_Problem to solve_
Restate the entries below word for word, omitting nothing.

_Source material_
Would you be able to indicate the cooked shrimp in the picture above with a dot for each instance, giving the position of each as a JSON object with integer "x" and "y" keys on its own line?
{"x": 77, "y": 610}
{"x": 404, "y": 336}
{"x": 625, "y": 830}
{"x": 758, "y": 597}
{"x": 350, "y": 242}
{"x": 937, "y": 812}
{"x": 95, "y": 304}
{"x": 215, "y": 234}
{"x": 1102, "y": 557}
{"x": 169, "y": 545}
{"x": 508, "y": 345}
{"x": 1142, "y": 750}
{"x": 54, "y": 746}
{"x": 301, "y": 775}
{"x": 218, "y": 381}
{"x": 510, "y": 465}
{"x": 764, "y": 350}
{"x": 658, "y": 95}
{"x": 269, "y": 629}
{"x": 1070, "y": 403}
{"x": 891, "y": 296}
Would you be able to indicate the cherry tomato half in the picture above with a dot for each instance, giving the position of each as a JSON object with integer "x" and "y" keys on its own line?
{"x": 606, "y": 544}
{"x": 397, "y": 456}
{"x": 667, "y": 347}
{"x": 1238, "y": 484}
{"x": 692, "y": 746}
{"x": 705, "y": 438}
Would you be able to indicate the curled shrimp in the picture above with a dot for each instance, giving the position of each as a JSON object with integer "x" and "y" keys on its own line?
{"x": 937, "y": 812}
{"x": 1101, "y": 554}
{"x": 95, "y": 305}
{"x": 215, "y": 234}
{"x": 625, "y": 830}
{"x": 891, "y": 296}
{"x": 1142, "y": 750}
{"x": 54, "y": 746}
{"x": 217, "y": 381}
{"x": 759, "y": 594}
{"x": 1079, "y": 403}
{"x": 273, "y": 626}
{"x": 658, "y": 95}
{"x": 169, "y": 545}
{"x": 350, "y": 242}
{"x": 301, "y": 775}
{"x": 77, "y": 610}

_Task solution_
Would you be able to indicate the cooked shrimp in the picture above with a dot for each instance, giving the position of each as a JSON object with integer "x" and "y" keys on its own line?
{"x": 77, "y": 610}
{"x": 404, "y": 336}
{"x": 625, "y": 830}
{"x": 758, "y": 597}
{"x": 350, "y": 242}
{"x": 937, "y": 812}
{"x": 95, "y": 304}
{"x": 215, "y": 234}
{"x": 1102, "y": 557}
{"x": 169, "y": 545}
{"x": 508, "y": 345}
{"x": 1142, "y": 750}
{"x": 54, "y": 746}
{"x": 301, "y": 775}
{"x": 218, "y": 381}
{"x": 510, "y": 465}
{"x": 764, "y": 350}
{"x": 658, "y": 95}
{"x": 269, "y": 629}
{"x": 1070, "y": 403}
{"x": 891, "y": 296}
Would you be able to indicate the cherry tomato half in the picture above with a dot for each instance, giving the position of each as a JSON object with integer "x" and "y" keys on its own line?
{"x": 606, "y": 544}
{"x": 397, "y": 456}
{"x": 667, "y": 347}
{"x": 1238, "y": 484}
{"x": 692, "y": 746}
{"x": 705, "y": 438}
Would you be able to indicate the curled shrimp in the picture above with a dot for each instance, giving the position of each as a JSON object with integer "x" and "y" keys on its own line?
{"x": 937, "y": 812}
{"x": 1101, "y": 554}
{"x": 95, "y": 305}
{"x": 215, "y": 234}
{"x": 625, "y": 830}
{"x": 891, "y": 296}
{"x": 1142, "y": 750}
{"x": 54, "y": 746}
{"x": 217, "y": 381}
{"x": 759, "y": 594}
{"x": 1079, "y": 403}
{"x": 273, "y": 626}
{"x": 658, "y": 95}
{"x": 169, "y": 545}
{"x": 350, "y": 242}
{"x": 301, "y": 775}
{"x": 77, "y": 610}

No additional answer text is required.